- What is required
Counting only lines below that contain the string "block", give the total as a single number.

- Information given
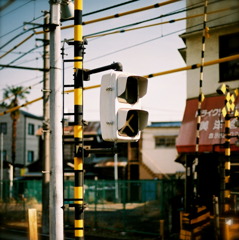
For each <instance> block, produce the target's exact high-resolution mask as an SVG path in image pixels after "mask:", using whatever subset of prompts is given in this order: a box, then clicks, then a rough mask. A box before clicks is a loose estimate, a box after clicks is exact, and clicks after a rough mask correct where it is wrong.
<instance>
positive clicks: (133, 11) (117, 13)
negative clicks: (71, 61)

---

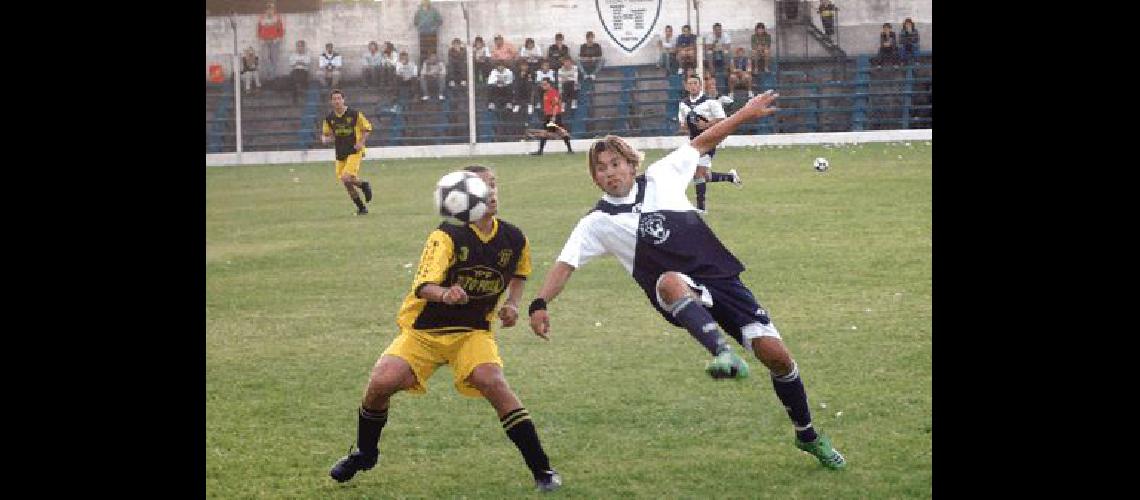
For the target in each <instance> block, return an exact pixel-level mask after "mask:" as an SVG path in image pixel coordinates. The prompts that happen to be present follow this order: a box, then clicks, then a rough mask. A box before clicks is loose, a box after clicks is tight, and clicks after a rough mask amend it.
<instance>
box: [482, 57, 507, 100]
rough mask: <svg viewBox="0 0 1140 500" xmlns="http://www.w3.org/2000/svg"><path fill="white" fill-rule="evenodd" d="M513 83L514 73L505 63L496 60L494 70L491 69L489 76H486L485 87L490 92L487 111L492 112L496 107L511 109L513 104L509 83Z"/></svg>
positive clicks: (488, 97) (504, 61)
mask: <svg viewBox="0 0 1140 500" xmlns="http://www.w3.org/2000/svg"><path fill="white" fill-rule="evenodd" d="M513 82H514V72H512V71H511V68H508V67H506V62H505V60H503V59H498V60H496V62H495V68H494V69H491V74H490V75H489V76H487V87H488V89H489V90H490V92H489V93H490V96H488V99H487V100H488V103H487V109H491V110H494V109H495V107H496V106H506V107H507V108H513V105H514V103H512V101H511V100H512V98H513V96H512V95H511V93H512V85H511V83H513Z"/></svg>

- Expected answer
2